• Work item: An exact copy of every entry is needed, with no images.

* * *

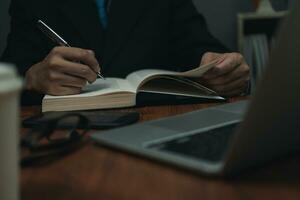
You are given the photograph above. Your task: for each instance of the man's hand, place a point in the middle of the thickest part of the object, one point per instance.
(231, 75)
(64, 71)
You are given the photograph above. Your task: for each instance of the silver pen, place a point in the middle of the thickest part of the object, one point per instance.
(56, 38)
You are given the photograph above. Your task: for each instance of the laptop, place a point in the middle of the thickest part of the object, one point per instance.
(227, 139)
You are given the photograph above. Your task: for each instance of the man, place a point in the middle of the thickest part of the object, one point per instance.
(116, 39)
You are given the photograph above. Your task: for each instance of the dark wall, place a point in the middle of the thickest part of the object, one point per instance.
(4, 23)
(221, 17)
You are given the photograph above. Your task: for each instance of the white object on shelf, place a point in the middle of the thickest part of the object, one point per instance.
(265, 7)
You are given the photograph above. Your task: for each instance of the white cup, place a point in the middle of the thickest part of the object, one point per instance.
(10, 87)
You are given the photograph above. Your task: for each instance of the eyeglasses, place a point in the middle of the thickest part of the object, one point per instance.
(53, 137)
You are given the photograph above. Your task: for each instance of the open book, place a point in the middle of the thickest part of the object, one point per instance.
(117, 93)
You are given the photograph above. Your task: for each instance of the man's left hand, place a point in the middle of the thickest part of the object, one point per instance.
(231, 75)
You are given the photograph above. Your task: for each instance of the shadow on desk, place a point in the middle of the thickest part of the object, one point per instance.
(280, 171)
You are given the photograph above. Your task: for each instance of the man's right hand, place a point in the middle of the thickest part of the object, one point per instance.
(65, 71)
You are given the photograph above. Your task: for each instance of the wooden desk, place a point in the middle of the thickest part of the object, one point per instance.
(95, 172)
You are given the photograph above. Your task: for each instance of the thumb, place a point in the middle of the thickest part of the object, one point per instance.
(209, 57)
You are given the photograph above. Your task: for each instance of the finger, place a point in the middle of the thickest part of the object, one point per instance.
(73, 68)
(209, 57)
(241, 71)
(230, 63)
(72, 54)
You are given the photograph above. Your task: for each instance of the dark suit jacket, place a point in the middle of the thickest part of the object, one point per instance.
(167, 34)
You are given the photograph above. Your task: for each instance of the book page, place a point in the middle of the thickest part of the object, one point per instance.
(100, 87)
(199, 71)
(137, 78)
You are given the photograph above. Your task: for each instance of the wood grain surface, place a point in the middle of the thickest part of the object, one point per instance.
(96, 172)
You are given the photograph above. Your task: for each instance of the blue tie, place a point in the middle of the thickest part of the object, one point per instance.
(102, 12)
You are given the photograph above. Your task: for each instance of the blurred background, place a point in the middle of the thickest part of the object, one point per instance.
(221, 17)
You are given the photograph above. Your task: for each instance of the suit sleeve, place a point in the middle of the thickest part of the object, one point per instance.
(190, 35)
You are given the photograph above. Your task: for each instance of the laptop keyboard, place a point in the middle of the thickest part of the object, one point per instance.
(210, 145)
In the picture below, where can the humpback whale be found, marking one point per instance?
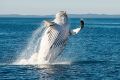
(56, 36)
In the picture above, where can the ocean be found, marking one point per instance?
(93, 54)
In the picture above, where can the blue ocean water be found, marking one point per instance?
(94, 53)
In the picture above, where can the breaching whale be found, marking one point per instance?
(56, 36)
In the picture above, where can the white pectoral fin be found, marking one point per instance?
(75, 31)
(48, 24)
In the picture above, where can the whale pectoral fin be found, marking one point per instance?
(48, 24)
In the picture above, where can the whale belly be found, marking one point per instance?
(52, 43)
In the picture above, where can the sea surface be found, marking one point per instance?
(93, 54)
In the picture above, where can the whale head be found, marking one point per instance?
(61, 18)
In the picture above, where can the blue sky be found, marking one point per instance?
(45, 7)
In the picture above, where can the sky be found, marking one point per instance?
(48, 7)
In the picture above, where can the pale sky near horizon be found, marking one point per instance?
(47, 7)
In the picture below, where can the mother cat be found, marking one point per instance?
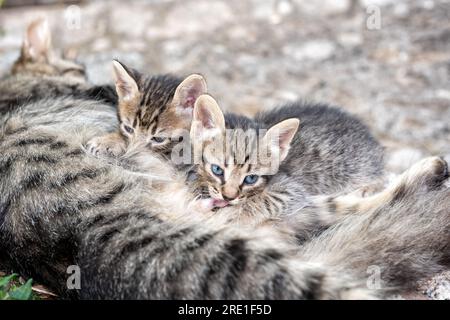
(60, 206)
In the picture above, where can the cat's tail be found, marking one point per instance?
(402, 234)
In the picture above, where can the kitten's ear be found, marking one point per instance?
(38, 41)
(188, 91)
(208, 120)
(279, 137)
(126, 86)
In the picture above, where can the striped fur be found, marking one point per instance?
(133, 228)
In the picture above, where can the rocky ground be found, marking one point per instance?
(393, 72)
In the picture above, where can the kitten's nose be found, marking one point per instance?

* * *

• Answer to the exercise:
You are given the photograph above. Your task: for each instance of the man's hand, place a point in the middle of the thickest part of the object, one point per instance.
(231, 75)
(64, 71)
You are given the photograph above. Your task: for each instance of the silver pen, place a point in the middle of the thickest part of the object, one point per instance.
(56, 38)
You are given the photograph above. Your task: for each instance of the laptop, place a point in the middle of the thickest part of the object, one point per instance.
(227, 139)
You are given the photograph above. Your task: for each instance of the man, place a point in the middle of the thickest part of the object, one point per instance.
(116, 39)
You are given the photograph above. Your task: for each instance of the dark wall, place a point in the middle of the thickest part of the object, one point per instance.
(4, 23)
(221, 17)
You are given the photograph above. Your task: for each instance of the white object on shelf, place a point in the middle of the thickest part of the object, one point per instance.
(265, 7)
You are given the photograph above. Your task: for each instance of the white cup, place a point in the middle of the thickest part of the object, one point per instance.
(10, 87)
You are given the photograph above. Your task: for each instance of the eyeglasses, place a point in the middle of the thickest part of the object, one point per instance.
(53, 137)
You are given the photograph above. Your task: for each instance of the open book, place a point in the middle of the thickest part of the object, one point per instance.
(117, 93)
You are given the photograph above. Your task: for each instance of the man's left hand, place a point in the middle of the thickest part of the object, one point per instance.
(231, 75)
You are given the photograph above. Your task: for each instance of the shadow on desk, place a point in the middle of the thickest part of the object, one point per instance.
(280, 171)
You are given the photograph above. Your task: for each instance of the man's right hand, place a point in the middle of the thickest part of the object, one point per instance.
(65, 71)
You are given the photograph above. Your task: for each instance of the wooden desk, place a point in the middle of the thickest part of the object, one point per instance.
(95, 172)
You are given the photograph above. Your task: for each instance of the thumb, place a point in the middle of the thickest part of the object, one point per instance.
(209, 57)
You are given the photograph above. Your task: for each instance of the finger, place a point in the middle of the thickest part of the object, one point per instance.
(73, 68)
(209, 57)
(241, 71)
(230, 63)
(72, 54)
You are given the photograph above. Your task: for each instance of the dark suit jacket, place a point in the middle of the thickest part of the object, one point per instance.
(167, 34)
You are given the photograph above. Your task: for each instance of the book page, place a point in the middle of the thickest part of the object, one point per instance.
(100, 87)
(199, 71)
(137, 78)
You are given the photograph above. Your task: for each instance of the wood grain surface, place a point in the middle of the thickest part of the object, one point per instance.
(96, 172)
You are given the photograph above. Your task: for each instance of the blue tie, place a point in the middle of the thickest part of the object, one point per instance.
(102, 12)
You are given the photograph above. Your task: for each instance of the blurred background, place a point in the middle of the thickest part of the object, one point per instance.
(221, 17)
You are given the photograph above. Your task: for each instance of the suit sleeve, place a point in the middle of the thickest part of the object, one point per instance.
(190, 35)
You are given the photograph above. Your task: for each instance of the laptop keyboard, place a point in the middle of the thickest part of the object, one point per instance.
(210, 145)
In the picture below, where can the humpback whale be found, marking one point per instance?
(56, 36)
In the picture above, where can the ocean be found, marking one point per instance?
(93, 54)
In the picture above, where can the blue ocean water be found, marking one point per instance?
(94, 53)
In the picture above, where can the breaching whale be found, marking one point per instance?
(56, 36)
In the picture above, where can the white pectoral fin be found, marking one point per instance?
(75, 31)
(48, 24)
In the picture above, where can the whale pectoral fin be found, marking one point per instance?
(48, 24)
In the picture above, where can the whale belly be found, marking one point per instance?
(52, 43)
In the picture above, where can the sea surface be found, marking one point per instance?
(93, 54)
In the picture above, where can the whale head be found, marking one point per instance?
(61, 18)
In the picture above, where can the blue sky be found, marking one point per instance?
(45, 7)
In the picture above, where can the sky be found, marking one point per instance?
(48, 7)
In the picture above, where can the pale sky near horizon be found, marking one point per instance?
(47, 7)
In the picture below, where can the mother cat be found, marking one point per instance?
(60, 206)
In the picture above, where can the cat's tail be found, marking one point per instance?
(402, 234)
In the picture above, where can the kitten's ear be found, marking one point per instance?
(38, 41)
(188, 91)
(208, 120)
(279, 137)
(126, 86)
In the picture above, where can the striped fur be found, marking one point per instance?
(133, 228)
In the picture above, where can the rocky ground be found, marking one point per instance?
(393, 72)
In the picture above, where can the kitten's nose be found, marking one point per instance?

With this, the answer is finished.